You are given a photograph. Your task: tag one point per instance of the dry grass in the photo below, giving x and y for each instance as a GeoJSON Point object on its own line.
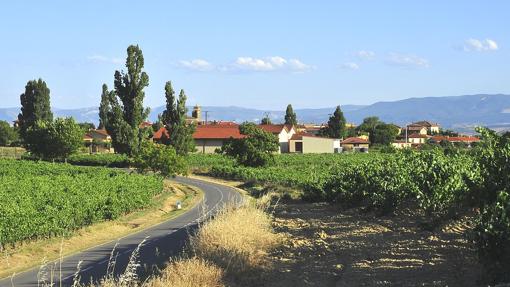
{"type": "Point", "coordinates": [189, 273]}
{"type": "Point", "coordinates": [33, 253]}
{"type": "Point", "coordinates": [238, 239]}
{"type": "Point", "coordinates": [235, 242]}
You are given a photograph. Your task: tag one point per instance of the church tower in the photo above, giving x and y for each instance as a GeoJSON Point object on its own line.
{"type": "Point", "coordinates": [197, 113]}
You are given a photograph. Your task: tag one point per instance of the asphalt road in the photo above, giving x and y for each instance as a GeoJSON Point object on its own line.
{"type": "Point", "coordinates": [161, 242]}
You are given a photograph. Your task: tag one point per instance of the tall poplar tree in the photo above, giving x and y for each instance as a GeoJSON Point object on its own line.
{"type": "Point", "coordinates": [126, 104]}
{"type": "Point", "coordinates": [336, 125]}
{"type": "Point", "coordinates": [290, 116]}
{"type": "Point", "coordinates": [104, 107]}
{"type": "Point", "coordinates": [35, 106]}
{"type": "Point", "coordinates": [180, 134]}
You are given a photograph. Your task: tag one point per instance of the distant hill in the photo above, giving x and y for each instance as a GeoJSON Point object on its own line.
{"type": "Point", "coordinates": [460, 113]}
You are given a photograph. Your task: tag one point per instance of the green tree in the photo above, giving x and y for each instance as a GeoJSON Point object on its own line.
{"type": "Point", "coordinates": [368, 125]}
{"type": "Point", "coordinates": [35, 106]}
{"type": "Point", "coordinates": [336, 125]}
{"type": "Point", "coordinates": [266, 120]}
{"type": "Point", "coordinates": [87, 126]}
{"type": "Point", "coordinates": [384, 134]}
{"type": "Point", "coordinates": [104, 107]}
{"type": "Point", "coordinates": [256, 149]}
{"type": "Point", "coordinates": [290, 116]}
{"type": "Point", "coordinates": [8, 134]}
{"type": "Point", "coordinates": [56, 139]}
{"type": "Point", "coordinates": [379, 132]}
{"type": "Point", "coordinates": [126, 111]}
{"type": "Point", "coordinates": [180, 134]}
{"type": "Point", "coordinates": [157, 125]}
{"type": "Point", "coordinates": [160, 158]}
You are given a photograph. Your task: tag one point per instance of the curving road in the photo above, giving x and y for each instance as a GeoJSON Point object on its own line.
{"type": "Point", "coordinates": [161, 242]}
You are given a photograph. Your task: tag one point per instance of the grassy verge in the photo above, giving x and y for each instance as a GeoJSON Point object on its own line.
{"type": "Point", "coordinates": [232, 249]}
{"type": "Point", "coordinates": [33, 253]}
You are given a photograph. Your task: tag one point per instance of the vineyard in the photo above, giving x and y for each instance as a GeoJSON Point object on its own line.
{"type": "Point", "coordinates": [39, 200]}
{"type": "Point", "coordinates": [439, 183]}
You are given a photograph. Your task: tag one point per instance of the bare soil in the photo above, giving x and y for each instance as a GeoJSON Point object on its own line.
{"type": "Point", "coordinates": [327, 246]}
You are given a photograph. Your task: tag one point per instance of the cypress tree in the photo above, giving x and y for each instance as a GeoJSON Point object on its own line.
{"type": "Point", "coordinates": [35, 106]}
{"type": "Point", "coordinates": [104, 107]}
{"type": "Point", "coordinates": [336, 125]}
{"type": "Point", "coordinates": [290, 116]}
{"type": "Point", "coordinates": [174, 118]}
{"type": "Point", "coordinates": [126, 111]}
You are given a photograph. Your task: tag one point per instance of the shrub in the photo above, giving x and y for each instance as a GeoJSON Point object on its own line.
{"type": "Point", "coordinates": [492, 234]}
{"type": "Point", "coordinates": [39, 199]}
{"type": "Point", "coordinates": [106, 159]}
{"type": "Point", "coordinates": [160, 158]}
{"type": "Point", "coordinates": [256, 149]}
{"type": "Point", "coordinates": [54, 140]}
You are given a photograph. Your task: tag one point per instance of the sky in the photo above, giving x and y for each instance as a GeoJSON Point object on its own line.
{"type": "Point", "coordinates": [259, 54]}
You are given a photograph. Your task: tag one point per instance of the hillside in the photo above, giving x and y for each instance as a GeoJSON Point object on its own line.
{"type": "Point", "coordinates": [460, 112]}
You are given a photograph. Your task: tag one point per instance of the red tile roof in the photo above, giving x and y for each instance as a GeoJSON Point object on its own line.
{"type": "Point", "coordinates": [424, 124]}
{"type": "Point", "coordinates": [456, 139]}
{"type": "Point", "coordinates": [159, 133]}
{"type": "Point", "coordinates": [354, 140]}
{"type": "Point", "coordinates": [208, 132]}
{"type": "Point", "coordinates": [274, 129]}
{"type": "Point", "coordinates": [299, 136]}
{"type": "Point", "coordinates": [145, 125]}
{"type": "Point", "coordinates": [417, 136]}
{"type": "Point", "coordinates": [217, 132]}
{"type": "Point", "coordinates": [101, 132]}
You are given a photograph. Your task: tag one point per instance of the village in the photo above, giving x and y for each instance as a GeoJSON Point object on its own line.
{"type": "Point", "coordinates": [209, 136]}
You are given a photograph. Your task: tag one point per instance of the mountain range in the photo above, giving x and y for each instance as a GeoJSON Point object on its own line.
{"type": "Point", "coordinates": [461, 113]}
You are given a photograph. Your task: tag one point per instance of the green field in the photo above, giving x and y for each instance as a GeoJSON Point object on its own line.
{"type": "Point", "coordinates": [11, 152]}
{"type": "Point", "coordinates": [435, 180]}
{"type": "Point", "coordinates": [39, 199]}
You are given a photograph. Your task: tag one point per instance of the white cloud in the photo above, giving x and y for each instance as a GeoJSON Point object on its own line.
{"type": "Point", "coordinates": [408, 61]}
{"type": "Point", "coordinates": [104, 59]}
{"type": "Point", "coordinates": [268, 64]}
{"type": "Point", "coordinates": [197, 65]}
{"type": "Point", "coordinates": [350, 66]}
{"type": "Point", "coordinates": [274, 63]}
{"type": "Point", "coordinates": [480, 45]}
{"type": "Point", "coordinates": [365, 55]}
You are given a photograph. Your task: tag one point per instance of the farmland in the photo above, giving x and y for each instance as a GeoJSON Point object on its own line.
{"type": "Point", "coordinates": [439, 185]}
{"type": "Point", "coordinates": [40, 200]}
{"type": "Point", "coordinates": [435, 180]}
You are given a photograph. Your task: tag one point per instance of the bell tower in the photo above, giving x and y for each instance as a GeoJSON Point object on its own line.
{"type": "Point", "coordinates": [197, 113]}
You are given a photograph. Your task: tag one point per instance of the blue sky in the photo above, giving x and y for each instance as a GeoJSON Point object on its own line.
{"type": "Point", "coordinates": [261, 54]}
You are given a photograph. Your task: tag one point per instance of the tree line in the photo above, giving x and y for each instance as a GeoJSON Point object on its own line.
{"type": "Point", "coordinates": [121, 113]}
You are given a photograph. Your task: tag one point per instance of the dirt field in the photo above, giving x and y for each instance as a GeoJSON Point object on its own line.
{"type": "Point", "coordinates": [330, 247]}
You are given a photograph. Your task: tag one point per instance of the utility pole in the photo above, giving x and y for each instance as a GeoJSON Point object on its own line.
{"type": "Point", "coordinates": [206, 114]}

• • • • • • •

Pictures excluded, quote all the data above exactly.

- _TASK OUTPUT_:
You are given a photograph. Your task: tag one point per instance of the dry grass in the photo below, giving x and y for each instance as a GeoJSON Point object on its own line.
{"type": "Point", "coordinates": [189, 273]}
{"type": "Point", "coordinates": [33, 253]}
{"type": "Point", "coordinates": [238, 239]}
{"type": "Point", "coordinates": [235, 242]}
You are given a photograph. Your task: tag one point per instance of the church tower in the photo above, giving x and y for each instance as a GeoJSON Point object on its own line.
{"type": "Point", "coordinates": [197, 113]}
You are given a photograph. Your task: tag one point per instance of the asphalt road in the photo above, giving x and y for each instance as a GeoJSON Point object on its own line.
{"type": "Point", "coordinates": [161, 242]}
You are given a photograph. Your task: tag one point per instance of the tall poplar tree in the photo above, giving x and y for each instance as a GeoJSON Point object on its own line.
{"type": "Point", "coordinates": [126, 104]}
{"type": "Point", "coordinates": [336, 125]}
{"type": "Point", "coordinates": [290, 116]}
{"type": "Point", "coordinates": [104, 107]}
{"type": "Point", "coordinates": [35, 106]}
{"type": "Point", "coordinates": [180, 134]}
You are given a photograph. Your task: tag one point per instance of the distant hill in the photo above, giving x and y for each instance as a GeoJSON Point object on its own line.
{"type": "Point", "coordinates": [460, 113]}
You are given a photograph. Your task: tag one point per instance of the green tree in the photo above, giving x and y for each instance as a GeoJSON Point object on its own line.
{"type": "Point", "coordinates": [368, 125]}
{"type": "Point", "coordinates": [35, 106]}
{"type": "Point", "coordinates": [336, 125]}
{"type": "Point", "coordinates": [266, 120]}
{"type": "Point", "coordinates": [87, 126]}
{"type": "Point", "coordinates": [384, 134]}
{"type": "Point", "coordinates": [104, 107]}
{"type": "Point", "coordinates": [256, 149]}
{"type": "Point", "coordinates": [290, 116]}
{"type": "Point", "coordinates": [8, 134]}
{"type": "Point", "coordinates": [56, 139]}
{"type": "Point", "coordinates": [379, 132]}
{"type": "Point", "coordinates": [126, 111]}
{"type": "Point", "coordinates": [180, 134]}
{"type": "Point", "coordinates": [157, 125]}
{"type": "Point", "coordinates": [160, 158]}
You are given a photograph. Your task: tag one point per instance of the curving road in the photo above, giving x and y for each instance as a GeoJSON Point object on its own line.
{"type": "Point", "coordinates": [161, 242]}
You are given a photograph. Your task: tag one point per instance of the grassy verge in the photo above, giving x and y for each instance as a GeoJSON Point object on its own line.
{"type": "Point", "coordinates": [232, 249]}
{"type": "Point", "coordinates": [33, 253]}
You are given a photograph. Your task: tag one point per instance of the vineyard in the photo above, giving x and y for each instance as a GeoJSON Point object on its own line.
{"type": "Point", "coordinates": [39, 200]}
{"type": "Point", "coordinates": [439, 183]}
You are given a photograph. Your task: tag one point per instance of the bare soil in the photo above, giving x and y for each instance as a GeoJSON Point object on its own line.
{"type": "Point", "coordinates": [327, 246]}
You are given a photograph. Your task: tag one point per instance of the cypress tree in the photo above, giving x and y for each instance as a GeoJSON Point object on its own line.
{"type": "Point", "coordinates": [35, 106]}
{"type": "Point", "coordinates": [104, 107]}
{"type": "Point", "coordinates": [336, 125]}
{"type": "Point", "coordinates": [290, 116]}
{"type": "Point", "coordinates": [174, 118]}
{"type": "Point", "coordinates": [126, 111]}
You are given a photograph. Your task: tag one point per instance of the shrub in the photo above, giving x and y for each instance as a GeoJSON Point object on its own line.
{"type": "Point", "coordinates": [492, 234]}
{"type": "Point", "coordinates": [39, 199]}
{"type": "Point", "coordinates": [106, 159]}
{"type": "Point", "coordinates": [160, 158]}
{"type": "Point", "coordinates": [256, 149]}
{"type": "Point", "coordinates": [54, 140]}
You are given a photograph. Your task: tag one point per instance of the sky in the photo above, giving x and y for each instance as a GeoJSON Point object on its own line.
{"type": "Point", "coordinates": [259, 54]}
You are given a photograph. Your task: tag one point per instance of the hillside in the photo above, giving x and y for each instance as a GeoJSON Point object on its own line.
{"type": "Point", "coordinates": [460, 112]}
You are given a photograph. Your task: tag one point per instance of the red tile roof in the photo above, giving x and y for each instance as a GeoJSON Point object on its own line.
{"type": "Point", "coordinates": [424, 124]}
{"type": "Point", "coordinates": [456, 139]}
{"type": "Point", "coordinates": [159, 133]}
{"type": "Point", "coordinates": [354, 140]}
{"type": "Point", "coordinates": [208, 132]}
{"type": "Point", "coordinates": [274, 129]}
{"type": "Point", "coordinates": [299, 136]}
{"type": "Point", "coordinates": [145, 125]}
{"type": "Point", "coordinates": [417, 136]}
{"type": "Point", "coordinates": [217, 132]}
{"type": "Point", "coordinates": [101, 132]}
You are given a photograph. Your task: tag one point per instance of the village in the photo above, giving x and y for each instance as a GeoJSON Point object on its own line.
{"type": "Point", "coordinates": [209, 136]}
You are given a photograph. Your task: tag one point per instance of the mountain range in the photo above, giving x and y for each instance as a GeoJSON Point object on its own line.
{"type": "Point", "coordinates": [461, 113]}
You are given a photograph. Your task: tag one point per instance of the green field in the photo above, giving x and y for each instance as a GeoJSON Point object on its own line.
{"type": "Point", "coordinates": [11, 152]}
{"type": "Point", "coordinates": [435, 180]}
{"type": "Point", "coordinates": [39, 199]}
You are given a photograph. Your task: tag one point per instance of the white cloud in the photo above, giving x and y for each instance as a GeoJSON Point object on its own line.
{"type": "Point", "coordinates": [408, 61]}
{"type": "Point", "coordinates": [104, 59]}
{"type": "Point", "coordinates": [268, 64]}
{"type": "Point", "coordinates": [197, 65]}
{"type": "Point", "coordinates": [350, 66]}
{"type": "Point", "coordinates": [274, 63]}
{"type": "Point", "coordinates": [480, 45]}
{"type": "Point", "coordinates": [365, 55]}
You are given a photograph. Your task: tag one point per instance of the farmland in the photo above, giving x and y for each instance as a GeoJSON Point object on its own line.
{"type": "Point", "coordinates": [439, 185]}
{"type": "Point", "coordinates": [40, 200]}
{"type": "Point", "coordinates": [435, 180]}
You are given a photograph. Your task: tag one point per instance of the bell tower in the photo above, giving x and y for each instance as a GeoJSON Point object on its own line.
{"type": "Point", "coordinates": [197, 113]}
You are given a photograph. Your task: tag one point per instance of the blue sky in the photo above, giving x and y for each instance as a GeoJSON Point object on its own line.
{"type": "Point", "coordinates": [261, 54]}
You are given a photograph. Your task: tag one point per instance of the tree line in the photo above, giving x and y for each instance as a GeoJSON Point object on its own line.
{"type": "Point", "coordinates": [121, 113]}
You are given a photograph. Your task: tag one point per instance of the dirt field in the photo above, giving x and y for each instance as a GeoJSON Point object on its own line.
{"type": "Point", "coordinates": [330, 247]}
You are given a photograph. Your task: tag one point per instance of the utility pole in the photo above, giving x and y for each instance as a GeoJSON Point object on its own line.
{"type": "Point", "coordinates": [206, 114]}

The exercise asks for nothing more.